**YOUR ASSIGNMENT**
Output each record exactly. Leave none out.

Stored records
##########
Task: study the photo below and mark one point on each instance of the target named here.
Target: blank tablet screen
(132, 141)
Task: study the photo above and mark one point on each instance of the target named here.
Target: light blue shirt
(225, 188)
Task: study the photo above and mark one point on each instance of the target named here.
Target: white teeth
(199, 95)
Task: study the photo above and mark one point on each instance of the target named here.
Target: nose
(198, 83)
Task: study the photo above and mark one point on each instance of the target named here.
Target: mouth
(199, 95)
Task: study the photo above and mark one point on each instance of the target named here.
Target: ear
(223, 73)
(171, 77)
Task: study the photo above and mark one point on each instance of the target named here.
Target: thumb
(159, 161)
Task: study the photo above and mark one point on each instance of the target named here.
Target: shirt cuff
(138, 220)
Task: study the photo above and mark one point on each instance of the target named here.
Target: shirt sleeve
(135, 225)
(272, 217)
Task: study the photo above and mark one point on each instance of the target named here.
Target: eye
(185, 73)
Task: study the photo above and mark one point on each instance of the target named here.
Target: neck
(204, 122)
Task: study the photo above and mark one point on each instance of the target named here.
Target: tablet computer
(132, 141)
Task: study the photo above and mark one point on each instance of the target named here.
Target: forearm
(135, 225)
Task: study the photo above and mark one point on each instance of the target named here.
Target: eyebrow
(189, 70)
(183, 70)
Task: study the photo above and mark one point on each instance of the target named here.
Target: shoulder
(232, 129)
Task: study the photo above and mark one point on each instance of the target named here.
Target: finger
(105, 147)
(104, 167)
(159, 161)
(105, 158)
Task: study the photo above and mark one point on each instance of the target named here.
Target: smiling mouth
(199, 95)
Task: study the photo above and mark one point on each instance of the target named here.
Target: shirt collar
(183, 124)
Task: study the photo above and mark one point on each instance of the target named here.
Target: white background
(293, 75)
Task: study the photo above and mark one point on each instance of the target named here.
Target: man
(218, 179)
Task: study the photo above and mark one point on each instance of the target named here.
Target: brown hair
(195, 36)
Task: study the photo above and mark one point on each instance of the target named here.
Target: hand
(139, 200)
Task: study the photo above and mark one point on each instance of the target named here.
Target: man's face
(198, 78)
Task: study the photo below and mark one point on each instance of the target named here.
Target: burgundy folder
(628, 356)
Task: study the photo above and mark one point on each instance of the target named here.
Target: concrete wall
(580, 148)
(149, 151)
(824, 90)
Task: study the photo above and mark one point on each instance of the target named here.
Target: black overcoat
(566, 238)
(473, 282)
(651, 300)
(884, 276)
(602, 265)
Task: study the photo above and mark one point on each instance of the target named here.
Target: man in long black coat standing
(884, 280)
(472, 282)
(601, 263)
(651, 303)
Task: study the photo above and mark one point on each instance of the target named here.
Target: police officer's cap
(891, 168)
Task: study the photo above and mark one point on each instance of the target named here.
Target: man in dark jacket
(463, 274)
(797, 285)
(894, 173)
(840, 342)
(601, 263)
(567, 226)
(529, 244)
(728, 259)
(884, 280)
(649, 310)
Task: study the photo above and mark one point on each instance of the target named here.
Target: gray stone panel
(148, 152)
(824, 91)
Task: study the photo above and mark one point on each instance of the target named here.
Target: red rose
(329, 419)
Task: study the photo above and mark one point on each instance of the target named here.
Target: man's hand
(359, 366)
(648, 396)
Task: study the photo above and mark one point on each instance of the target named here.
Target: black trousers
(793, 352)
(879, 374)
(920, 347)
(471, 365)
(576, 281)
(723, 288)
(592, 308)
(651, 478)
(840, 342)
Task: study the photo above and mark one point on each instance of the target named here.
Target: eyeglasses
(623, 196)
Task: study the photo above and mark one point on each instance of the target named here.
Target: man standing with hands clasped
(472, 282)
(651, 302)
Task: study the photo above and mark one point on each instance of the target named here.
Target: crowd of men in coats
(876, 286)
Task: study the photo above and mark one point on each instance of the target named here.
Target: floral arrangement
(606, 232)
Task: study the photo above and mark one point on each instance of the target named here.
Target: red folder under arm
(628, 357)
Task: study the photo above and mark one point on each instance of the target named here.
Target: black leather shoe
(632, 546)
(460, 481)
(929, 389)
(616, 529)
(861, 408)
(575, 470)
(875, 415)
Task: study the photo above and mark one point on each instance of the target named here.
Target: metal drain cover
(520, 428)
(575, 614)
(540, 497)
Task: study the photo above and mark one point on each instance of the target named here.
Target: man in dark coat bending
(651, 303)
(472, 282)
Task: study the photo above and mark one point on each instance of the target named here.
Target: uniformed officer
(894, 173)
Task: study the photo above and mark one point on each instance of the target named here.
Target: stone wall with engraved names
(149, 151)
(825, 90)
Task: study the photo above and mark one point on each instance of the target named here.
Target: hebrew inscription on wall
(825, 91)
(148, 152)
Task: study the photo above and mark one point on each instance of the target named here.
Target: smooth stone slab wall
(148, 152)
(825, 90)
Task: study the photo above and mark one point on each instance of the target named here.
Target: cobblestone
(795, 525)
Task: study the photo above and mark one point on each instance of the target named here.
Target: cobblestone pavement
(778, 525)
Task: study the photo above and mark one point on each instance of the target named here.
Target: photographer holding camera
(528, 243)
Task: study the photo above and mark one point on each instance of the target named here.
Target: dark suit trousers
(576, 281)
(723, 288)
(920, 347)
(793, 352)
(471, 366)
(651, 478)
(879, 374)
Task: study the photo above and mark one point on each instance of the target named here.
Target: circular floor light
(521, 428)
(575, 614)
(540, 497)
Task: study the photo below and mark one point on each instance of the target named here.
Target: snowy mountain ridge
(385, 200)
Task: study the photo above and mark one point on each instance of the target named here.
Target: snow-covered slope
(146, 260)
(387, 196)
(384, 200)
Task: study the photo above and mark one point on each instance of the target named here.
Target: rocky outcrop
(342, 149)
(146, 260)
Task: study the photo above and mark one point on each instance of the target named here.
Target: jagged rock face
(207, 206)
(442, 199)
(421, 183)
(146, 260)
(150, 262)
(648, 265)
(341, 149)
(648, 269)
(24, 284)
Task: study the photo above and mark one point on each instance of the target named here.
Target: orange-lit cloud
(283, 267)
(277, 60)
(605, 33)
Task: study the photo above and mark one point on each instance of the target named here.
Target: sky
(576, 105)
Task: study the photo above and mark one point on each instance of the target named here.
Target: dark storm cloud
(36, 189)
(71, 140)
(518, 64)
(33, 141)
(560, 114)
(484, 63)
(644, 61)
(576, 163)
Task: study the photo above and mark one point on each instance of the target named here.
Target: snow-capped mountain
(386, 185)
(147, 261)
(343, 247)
##########
**SOLUTION TO THIS EXERCISE**
Task: study the photo below and mark one point on each instance of the target named here.
Target: blank tablet screen
(132, 141)
Task: study the photo above and mark one point on each instance of the target named here.
Target: light blue shirt
(225, 188)
Task: study the photo above and mark one point on each instance of the target named here.
Target: white teeth
(199, 95)
Task: study the photo above and mark one point on each instance of the target named here.
Target: nose
(198, 83)
Task: study the photo above and mark one point on each instance of the target named here.
Target: mouth
(199, 95)
Task: study the photo above and mark one point on each instance of the target named here.
Target: ear
(223, 73)
(171, 77)
Task: study the photo above and mark one point on each instance of the target named here.
Target: thumb
(159, 161)
Task: study the photo above and mark one point on each instance of the target named here.
Target: shirt cuff
(138, 220)
Task: study the photo above and mark one point on each instance of the target named here.
Target: shirt sleeve
(135, 225)
(272, 217)
Task: study the photo above and mark one point on each instance of the target named here.
Target: eye
(185, 73)
Task: study the photo above and mark one point on each instance of the target named here.
Target: neck
(204, 122)
Task: study the photo above and mark one point on each instance of the target named here.
Target: tablet computer
(132, 141)
Task: study the photo above and mark one point on each instance of the target named here.
Target: forearm
(135, 225)
Task: study the photo above and mark one point on each instance of the target named here.
Target: eyebrow
(189, 70)
(183, 70)
Task: study the photo above and mark one point on each instance of the target named here.
Target: shoulder
(232, 129)
Task: study the photo above and mark one point on each instance of the target named here.
Target: finger
(105, 147)
(104, 167)
(159, 161)
(105, 158)
Task: study the photo above and mark one point on each instance of the target named here.
Target: smiling mouth
(199, 95)
Task: study the photo above and mark one point on each instance of the target named here.
Target: shirt collar
(183, 124)
Task: study the photo above and mark one point on each instance of the target named here.
Target: white background
(293, 75)
Task: study the photo above and mark one point on each instance of the target named here.
Target: man
(218, 179)
Task: study the photo above and mark one point on each instance of the target named here.
Target: brown hair
(195, 36)
Task: study the photo above and mark one point on each instance of the target named here.
Target: hand
(139, 200)
Task: study the photo above and mark one point on each instance of the target named here.
Target: man's face
(198, 78)
Task: study the photo below and mark one point on each instance of the target named here.
Target: burgundy folder
(628, 356)
Task: study the photo above and mark one point on each instance of the target named here.
Target: concrete wall
(580, 148)
(149, 151)
(824, 90)
Task: study the photo above and mark one point on each instance of the target named here.
Target: black overcoat
(566, 238)
(473, 282)
(651, 300)
(884, 276)
(602, 265)
Task: study the photo above and mark one point on each instance of the target named here.
Target: man in long black coat standing
(884, 280)
(472, 282)
(601, 263)
(651, 303)
Task: study the photo above and mark one point on each instance of the target named here.
Target: police officer's cap
(891, 168)
Task: study the photo above and mark one point on each instance of the target named here.
Target: man in dark jacket
(463, 274)
(797, 285)
(894, 173)
(840, 342)
(601, 263)
(567, 226)
(529, 244)
(728, 259)
(884, 280)
(649, 310)
Task: study the photo above and mark one point on each instance of the target named here.
Target: gray stone panel
(148, 152)
(824, 91)
Task: study the photo above and mark one point on each instance of the target named here.
Target: red rose
(329, 419)
Task: study the photo above and mark one point on each instance of the target named here.
Target: man's hand
(359, 366)
(648, 396)
Task: study the photo above and mark one point on each instance of the target named here.
Target: black trousers
(793, 352)
(879, 374)
(920, 347)
(471, 365)
(576, 281)
(723, 288)
(592, 308)
(651, 478)
(840, 342)
Task: study the photo above and mark one point on each instance of the target named here.
Target: eyeglasses
(623, 196)
Task: study the photo above and mark one point on each instance of the target named here.
Target: man standing with hands clasped
(472, 282)
(651, 302)
Task: study the photo above and mark one point on each instance of the target named here.
Target: crowd of men in coats
(876, 286)
Task: study the photo above and mark one point on each instance of the target named here.
Target: floral arrangement
(606, 232)
Task: study the photo above and mark one point on each instance of the target named here.
Target: red folder under arm
(628, 357)
Task: study the photo above and mark one point on each instance of the target named here.
Target: black leather shoe
(632, 546)
(460, 481)
(929, 389)
(616, 529)
(861, 408)
(575, 470)
(875, 415)
Task: study the photo above and mark one point on each instance of the target named here.
Target: metal drain cover
(520, 428)
(575, 614)
(540, 497)
Task: study the photo above and mark one point on each instance of the target named here.
Target: man in dark coat bending
(651, 303)
(472, 282)
Task: study the photo above and mark one point on each instance of the target named here.
Target: uniformed officer
(894, 173)
Task: study the photo above and mark one point on each instance of the target named here.
Target: stone wall with engraved names
(149, 151)
(825, 90)
Task: study the photo above and mark one point on each instance of the target named here.
Target: hebrew inscription on wall
(825, 91)
(148, 152)
Task: study the photo above and mark one point on each instance of the target named here.
Target: smooth stone slab wall
(148, 152)
(825, 90)
Task: study the photo above and mark one point on each instance of the target named here.
Target: cobblestone
(795, 525)
Task: study the photo above and mark one point on each instance of the target named here.
Target: cobblestone pavement
(778, 525)
Task: study the photo above and mark one point on each instance of the target named here.
Target: photographer holding camera
(528, 243)
Task: study the photo above and mark one point on each instance of the target named here.
Target: dark suit trousers
(576, 281)
(723, 288)
(920, 347)
(793, 352)
(471, 366)
(651, 478)
(879, 374)
Task: study the photo above and mark one point on each instance of the target named here.
Target: circular floor light
(521, 428)
(575, 614)
(540, 497)
Task: study the photo below and mark one point on each instance of the target named here.
Target: snowy mountain ridge
(385, 200)
Task: study the photo above and mark one point on each instance of the target named here.
Target: snow-covered slope
(146, 260)
(387, 196)
(384, 200)
Task: study the photo above and mark one point on each instance of the target named here.
Target: rocky outcrop
(342, 149)
(146, 260)
Task: study the photo above and mark one point on each instance of the target named here.
Target: jagged rock face
(207, 206)
(442, 199)
(421, 183)
(146, 260)
(150, 262)
(648, 265)
(341, 149)
(648, 269)
(24, 284)
Task: study the photo above and mark one point on each instance of the target named here.
Target: orange-lit cloud
(283, 267)
(277, 60)
(605, 33)
Task: study the photo above and mark one point on each instance of the target named here.
Target: sky
(576, 105)
Task: study the photo above and mark one point on each instance of the target named here.
Target: dark storm cloud
(36, 189)
(71, 140)
(518, 64)
(33, 141)
(560, 114)
(484, 63)
(644, 61)
(576, 163)
Task: study the photo above and mark one point on each instance of the target named here.
Target: snow-capped mountain
(386, 185)
(147, 261)
(343, 247)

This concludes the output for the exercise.